Dataset entries:
════════════════════
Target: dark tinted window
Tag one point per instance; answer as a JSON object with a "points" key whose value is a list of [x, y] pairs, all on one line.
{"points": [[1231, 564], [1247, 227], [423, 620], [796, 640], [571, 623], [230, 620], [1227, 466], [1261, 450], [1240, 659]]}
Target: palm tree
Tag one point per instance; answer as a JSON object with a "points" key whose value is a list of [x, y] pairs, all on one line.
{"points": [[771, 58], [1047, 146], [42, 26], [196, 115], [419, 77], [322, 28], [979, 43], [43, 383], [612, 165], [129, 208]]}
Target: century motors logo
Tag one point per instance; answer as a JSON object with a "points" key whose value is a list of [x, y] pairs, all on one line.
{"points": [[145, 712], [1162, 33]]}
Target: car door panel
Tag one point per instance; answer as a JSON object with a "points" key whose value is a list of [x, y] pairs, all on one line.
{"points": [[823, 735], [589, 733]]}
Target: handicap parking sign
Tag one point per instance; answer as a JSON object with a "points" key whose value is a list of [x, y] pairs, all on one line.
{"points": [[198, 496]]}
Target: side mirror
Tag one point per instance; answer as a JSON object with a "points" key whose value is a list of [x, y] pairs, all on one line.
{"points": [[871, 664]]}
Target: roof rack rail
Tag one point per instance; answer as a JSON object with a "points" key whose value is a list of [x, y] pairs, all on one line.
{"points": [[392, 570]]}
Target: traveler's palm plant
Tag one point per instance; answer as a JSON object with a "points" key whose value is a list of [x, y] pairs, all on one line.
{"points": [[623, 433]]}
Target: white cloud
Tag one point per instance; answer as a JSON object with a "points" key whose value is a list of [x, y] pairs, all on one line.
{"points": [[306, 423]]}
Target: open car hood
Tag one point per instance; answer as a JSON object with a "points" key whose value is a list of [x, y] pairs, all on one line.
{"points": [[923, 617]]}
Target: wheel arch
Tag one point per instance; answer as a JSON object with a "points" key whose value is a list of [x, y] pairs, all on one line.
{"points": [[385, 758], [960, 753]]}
════════════════════
## GIVEN EXERCISE
Rewrite the lines starting with the one that contains "Target: roof rack rail" and continuing through the last line, replacing "instance" with "occurrence" and leaving everything else unchanged.

## EXERCISE SOLUTION
Target: roof rack rail
Tag one point per occurrence; answer as a JSON object with a "points" key whose value is a list of [x, y] pairs, all on one line.
{"points": [[392, 570]]}
Target: traveler's palm plant
Tag one point per occurrence; answer as a JSON object with a "points" key whose value is a list of [x, y] pairs, all on one line.
{"points": [[623, 433]]}
Target: white cloud
Tag one point per occurrence; answer as a JSON object with a "points" key whose value is a list of [x, y] pairs, all on one line.
{"points": [[306, 423]]}
Target: open car hood
Tag one point per occurrence; answer as a JSON object with a "points" key whose value is a list of [x, y] pairs, all on one line.
{"points": [[923, 617]]}
Target: wheel arch
Tag one point per occurrence; answer as a JSON object with a "points" key whose value is a list of [x, y] pairs, all on one line.
{"points": [[385, 758], [960, 753]]}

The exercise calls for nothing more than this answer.